** Begin ROWS **
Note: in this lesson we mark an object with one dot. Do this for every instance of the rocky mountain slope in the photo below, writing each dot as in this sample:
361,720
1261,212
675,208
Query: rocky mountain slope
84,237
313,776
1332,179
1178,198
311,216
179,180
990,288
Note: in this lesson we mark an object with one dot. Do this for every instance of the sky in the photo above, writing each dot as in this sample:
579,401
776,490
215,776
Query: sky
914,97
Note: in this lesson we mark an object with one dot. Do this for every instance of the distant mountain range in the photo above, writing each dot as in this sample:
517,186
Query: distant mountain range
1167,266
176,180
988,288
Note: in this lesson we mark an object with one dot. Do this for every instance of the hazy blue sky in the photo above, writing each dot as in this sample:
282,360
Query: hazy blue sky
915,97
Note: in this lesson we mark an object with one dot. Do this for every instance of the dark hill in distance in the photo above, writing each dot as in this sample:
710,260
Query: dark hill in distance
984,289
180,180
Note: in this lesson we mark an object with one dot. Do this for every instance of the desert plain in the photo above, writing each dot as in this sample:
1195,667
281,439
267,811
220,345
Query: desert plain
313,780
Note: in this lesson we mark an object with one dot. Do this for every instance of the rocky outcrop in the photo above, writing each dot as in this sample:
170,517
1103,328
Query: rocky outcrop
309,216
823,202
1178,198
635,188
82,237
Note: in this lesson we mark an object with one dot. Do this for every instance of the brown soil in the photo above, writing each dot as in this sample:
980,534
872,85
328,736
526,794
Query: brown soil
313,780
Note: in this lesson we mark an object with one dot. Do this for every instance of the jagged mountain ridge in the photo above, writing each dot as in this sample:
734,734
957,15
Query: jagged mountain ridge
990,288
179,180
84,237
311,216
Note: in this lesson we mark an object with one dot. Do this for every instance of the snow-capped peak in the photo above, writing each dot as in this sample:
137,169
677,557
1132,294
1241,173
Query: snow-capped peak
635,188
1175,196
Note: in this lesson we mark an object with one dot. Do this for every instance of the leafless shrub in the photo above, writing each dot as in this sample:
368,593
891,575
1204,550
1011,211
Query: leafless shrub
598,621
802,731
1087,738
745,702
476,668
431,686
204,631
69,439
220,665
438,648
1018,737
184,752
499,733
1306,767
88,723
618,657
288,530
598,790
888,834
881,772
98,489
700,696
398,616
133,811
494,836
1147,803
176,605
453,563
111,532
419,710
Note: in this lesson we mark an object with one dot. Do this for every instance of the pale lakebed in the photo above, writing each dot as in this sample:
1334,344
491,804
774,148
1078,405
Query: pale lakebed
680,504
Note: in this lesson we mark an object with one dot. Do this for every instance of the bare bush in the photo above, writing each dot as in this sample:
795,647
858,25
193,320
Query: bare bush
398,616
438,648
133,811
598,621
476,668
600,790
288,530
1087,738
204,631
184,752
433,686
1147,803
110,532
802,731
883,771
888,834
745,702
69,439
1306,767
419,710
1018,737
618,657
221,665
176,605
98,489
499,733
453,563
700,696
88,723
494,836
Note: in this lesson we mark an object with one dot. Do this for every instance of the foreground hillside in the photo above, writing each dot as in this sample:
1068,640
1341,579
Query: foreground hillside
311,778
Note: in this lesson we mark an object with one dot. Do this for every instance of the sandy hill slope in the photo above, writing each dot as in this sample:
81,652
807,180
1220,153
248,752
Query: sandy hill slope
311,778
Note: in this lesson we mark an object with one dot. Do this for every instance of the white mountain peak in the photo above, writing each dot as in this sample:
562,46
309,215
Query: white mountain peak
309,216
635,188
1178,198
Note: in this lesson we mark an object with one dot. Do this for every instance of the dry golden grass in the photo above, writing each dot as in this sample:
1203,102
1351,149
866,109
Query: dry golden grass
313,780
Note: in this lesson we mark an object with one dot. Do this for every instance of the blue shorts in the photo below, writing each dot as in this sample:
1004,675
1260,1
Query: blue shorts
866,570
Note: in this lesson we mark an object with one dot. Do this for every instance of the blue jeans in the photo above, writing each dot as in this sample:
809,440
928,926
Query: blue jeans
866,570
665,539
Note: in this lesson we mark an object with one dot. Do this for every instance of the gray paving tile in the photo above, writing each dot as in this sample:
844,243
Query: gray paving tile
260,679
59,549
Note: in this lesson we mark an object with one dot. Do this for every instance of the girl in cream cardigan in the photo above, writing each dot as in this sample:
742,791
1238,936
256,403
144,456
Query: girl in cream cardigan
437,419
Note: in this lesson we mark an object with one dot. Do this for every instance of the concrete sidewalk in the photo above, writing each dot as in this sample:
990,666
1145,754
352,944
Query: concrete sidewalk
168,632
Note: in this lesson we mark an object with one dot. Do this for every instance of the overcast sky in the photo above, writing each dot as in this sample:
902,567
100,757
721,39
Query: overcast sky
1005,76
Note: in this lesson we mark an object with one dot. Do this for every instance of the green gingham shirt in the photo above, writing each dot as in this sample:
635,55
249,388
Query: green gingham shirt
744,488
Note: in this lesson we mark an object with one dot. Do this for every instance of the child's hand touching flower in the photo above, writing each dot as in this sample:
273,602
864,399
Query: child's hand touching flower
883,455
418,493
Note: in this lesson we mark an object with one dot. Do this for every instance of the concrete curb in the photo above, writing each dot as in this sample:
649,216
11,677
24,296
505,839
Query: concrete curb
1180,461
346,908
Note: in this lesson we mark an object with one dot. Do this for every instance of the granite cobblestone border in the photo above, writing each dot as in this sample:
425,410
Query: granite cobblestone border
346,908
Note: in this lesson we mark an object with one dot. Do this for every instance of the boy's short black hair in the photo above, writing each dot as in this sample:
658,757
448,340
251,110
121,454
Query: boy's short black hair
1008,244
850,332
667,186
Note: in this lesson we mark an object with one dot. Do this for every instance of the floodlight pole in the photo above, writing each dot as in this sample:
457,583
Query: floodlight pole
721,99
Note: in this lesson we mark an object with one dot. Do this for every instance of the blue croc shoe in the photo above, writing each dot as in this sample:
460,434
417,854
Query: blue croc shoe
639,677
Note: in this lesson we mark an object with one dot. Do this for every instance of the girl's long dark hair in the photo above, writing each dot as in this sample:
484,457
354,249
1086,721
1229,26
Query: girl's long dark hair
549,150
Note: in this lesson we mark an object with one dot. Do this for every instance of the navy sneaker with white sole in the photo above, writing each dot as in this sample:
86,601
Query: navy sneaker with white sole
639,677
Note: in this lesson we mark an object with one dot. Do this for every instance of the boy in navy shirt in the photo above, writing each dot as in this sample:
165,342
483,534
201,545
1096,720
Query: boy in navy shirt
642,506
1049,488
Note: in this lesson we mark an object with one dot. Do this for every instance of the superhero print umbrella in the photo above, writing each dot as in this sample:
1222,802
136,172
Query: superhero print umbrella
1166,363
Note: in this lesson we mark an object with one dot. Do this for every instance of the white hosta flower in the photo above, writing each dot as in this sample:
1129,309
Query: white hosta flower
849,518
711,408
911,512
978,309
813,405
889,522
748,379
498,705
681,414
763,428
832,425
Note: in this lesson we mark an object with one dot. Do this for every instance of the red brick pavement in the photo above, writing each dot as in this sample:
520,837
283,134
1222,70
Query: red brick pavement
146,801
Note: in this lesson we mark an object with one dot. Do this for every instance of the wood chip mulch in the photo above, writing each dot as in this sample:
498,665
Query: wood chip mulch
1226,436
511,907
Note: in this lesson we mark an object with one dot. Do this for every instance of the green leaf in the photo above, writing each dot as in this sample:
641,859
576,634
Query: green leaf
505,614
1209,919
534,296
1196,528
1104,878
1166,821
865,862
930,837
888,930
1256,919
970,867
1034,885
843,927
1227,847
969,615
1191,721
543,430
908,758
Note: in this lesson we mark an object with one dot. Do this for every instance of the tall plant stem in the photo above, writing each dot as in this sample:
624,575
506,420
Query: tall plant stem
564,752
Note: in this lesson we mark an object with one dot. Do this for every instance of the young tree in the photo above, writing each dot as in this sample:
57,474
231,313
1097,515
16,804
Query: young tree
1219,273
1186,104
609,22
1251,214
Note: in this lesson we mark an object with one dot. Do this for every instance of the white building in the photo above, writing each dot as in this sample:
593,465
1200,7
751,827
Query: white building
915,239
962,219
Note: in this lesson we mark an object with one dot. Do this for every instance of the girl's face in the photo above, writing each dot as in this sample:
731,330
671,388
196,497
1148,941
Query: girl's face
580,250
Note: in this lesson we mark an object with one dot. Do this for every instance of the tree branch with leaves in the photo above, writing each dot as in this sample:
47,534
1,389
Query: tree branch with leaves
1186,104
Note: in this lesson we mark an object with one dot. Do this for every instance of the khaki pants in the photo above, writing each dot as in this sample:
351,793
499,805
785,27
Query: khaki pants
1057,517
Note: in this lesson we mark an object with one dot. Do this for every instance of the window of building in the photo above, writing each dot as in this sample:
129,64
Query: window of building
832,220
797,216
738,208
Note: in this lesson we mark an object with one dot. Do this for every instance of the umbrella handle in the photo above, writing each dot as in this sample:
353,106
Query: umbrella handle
** End ROWS **
* CHALLENGE: Repeat only what runs from the line holding "of the young" to the end of the data, keeping every line exactly as written, first and last included.

* THE ANSWER:
Note: in this lesson we mark an object with one dot. Do this for every instance of the young tree in the photo above, writing each dot as in this sample:
57,474
231,313
1097,515
16,804
Query: young tree
1219,273
1186,104
609,22
1251,214
Note: in this lesson we mark an object with one dot. Do this for every instance of the white building in the photo above, writing each dot as in this sample:
593,465
1200,7
751,827
Query: white building
915,239
962,219
Note: in this lesson we mark an object with one dot. Do this for every instance of the girl's face in the photo above, writing each dot as in this sample:
731,330
671,388
196,497
1148,941
Query: girl's face
580,250
Note: in this lesson we mark an object with one dot. Do this for every instance of the tree branch with leaves in the photo above, writing each dot as in this sample:
47,534
1,389
Query: tree branch with leaves
1186,104
Note: in this lesson we mark an object with one dot. Do this for every instance of the khaki pants in the photo above, writing each dot as in this sample:
351,793
499,805
785,27
Query: khaki pants
1057,517
Note: in this lesson we mark an object with one dot. Do this for every instance of the window of building in the photo above, writing each dot as in this sample:
129,64
Query: window of building
832,220
797,216
738,208
Note: in this lesson we mark an object with one dot. Do this for every instance of the umbrella handle in the photo above, writing each dot as in this sample:
353,106
Query: umbrella handle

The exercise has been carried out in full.